### Set tasks
a - Reproduce a passage from the PyTorch LSTM thread verbatim: begin at the words "The connection between" and stop after the words "reach a length of 42.".
b - Continue the PyTorch LSTM thread, starting right after its final line.

====== Source passage

5
votes

I'm quite new to using LSTM in Pytorch, I'm trying to create a model that gets a tensor of size 42 and a sequence of 62.(so 62 tensor a of size 42 each). Which means that I have 62 tensors in a sequence. Each tensor is of size 42.(shape is [62,42]. Call this input tensor.

and I want to predict a tensor of 1 with a sequence of 8 (so size 1 tensor and 8 sequences) using this. Which means that there are 8 tensors in a sequence of size 1 each. Call this label tensor.

The connection between those tensors is this: Input tensor is made of columns: A1 A2 A3 ...... A42 While label tensor if more like: A3

What I’m trying to show is that if needed label tensor can be padded with zero in all places instead of the value of A3, so it can reach a length of 42.

How can I do this? since from what I'm reading from the Pytorch documentation I can only predict in the same ratio(1 point predict 1), while I want to predict from tensor of 42 with a sequence of 62 a tensor of 1 and sequence of 8. Is it doable? Do I need to pad the predicted tensor to size 42 from 1? Thanks!

a good solution will be using seq2seq for example

1
Can you clarify your question? Are you saying that each input consists of 42 sequences of length 62? And then each output would be 42 sequences of length 8?Evan Weissburg
@EvanWeissburg I’m saying that each sequence has a length of 42. I have 62 sequences each time. And I want to predict using all of this a tensor of size 8.user2323232
So you're aiming to predict 62 sequences of length 42 given a single tensor of length 8?Evan Weissburg
@EvanWeissburg The opposite, the label is this single tensor with size 8user2323232
How exactly do you expect to map between these 62 sequences of length 42 and the single vector of length 8?Evan Weissburg

1 Answers

3
votes

If I correctly understand your question, given a sequence of length 62 you want to predict a sequence of length 8, in the sense that the order of your outputs have an importance, this is the case if you are doing some time series forcasting). In that case using a seq2seq model will be a good choice, here is a tutorial for this link. Globbaly, you nedd to implement an encoder and a decoder, here is en exemple of such an implemtation:

class EncoderRNN(nn.Module):
    def __init__(self, input_dim=42, hidden_dim=100):
        super(EncoderRNN, self).__init__()

============
====== Supplied data

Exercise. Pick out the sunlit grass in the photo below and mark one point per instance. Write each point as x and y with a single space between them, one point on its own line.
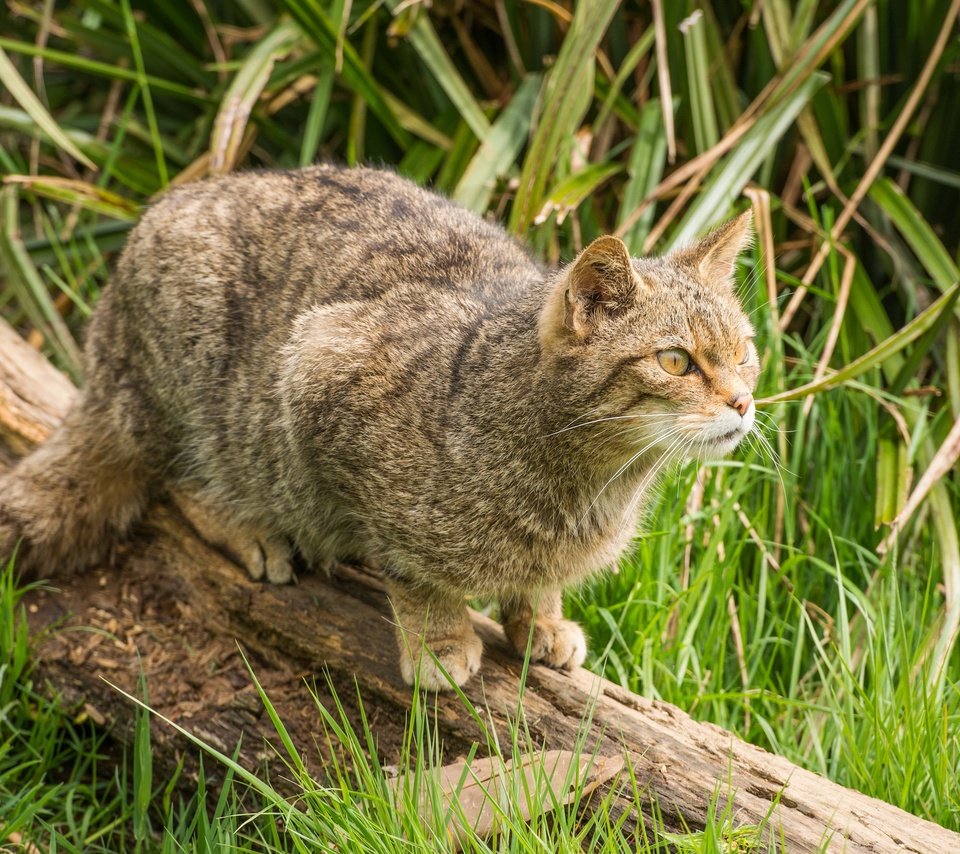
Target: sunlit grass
758 597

============

### Per-task outputs
a -
The connection between those tensors is this: Input tensor is made of columns: A1 A2 A3 ...... A42 While label tensor if more like: A3

What I’m trying to show is that if needed label tensor can be padded with zero in all places instead of the value of A3, so it can reach a length of 42.

b -
        self.hidden_size = hidden_size

        self.lstm = nn.LSTM(input_dim, hidden_dim)

    def forward(self, input, hidden):
        output, hidden = self.lstm(input, hidden)
        return output, hidden

    def initHidden(self):
        return torch.zeros(1, 1, self.hidden_size, device=device)


class DecoderRNN(nn.Module):
    def __init__(self, hidden_dim, output_dim):
        super(DecoderRNN, self).__init__()
        self.hidden_dim = hidden_dim

        self.lstm = nn.LSTM(hidden_dim, hidden_dim)
        self.out = nn.Linear(hidden_dim, output_dim)
        self.softmax = nn.LogSoftmax(dim=1)

   def forward(self, input, hidden):
        output, hidden = self.lstm(input, hidden)
        output = self.softmax(self.out(output[0]))
        return output, hidden

   def initHidden(self):
        return torch.zeros(1, 1, self.hidden_size, device=device)

If your the order of your 8 outputs has no importance, then you can simply add a Linear layer with 8 units after the LSTM layer. You can use this code directly in that case

  class Net(nn.Module):
      def __init__(self, hidden_dim=100, input_dim=42, output_size=8):
          super(Net, self).__init__()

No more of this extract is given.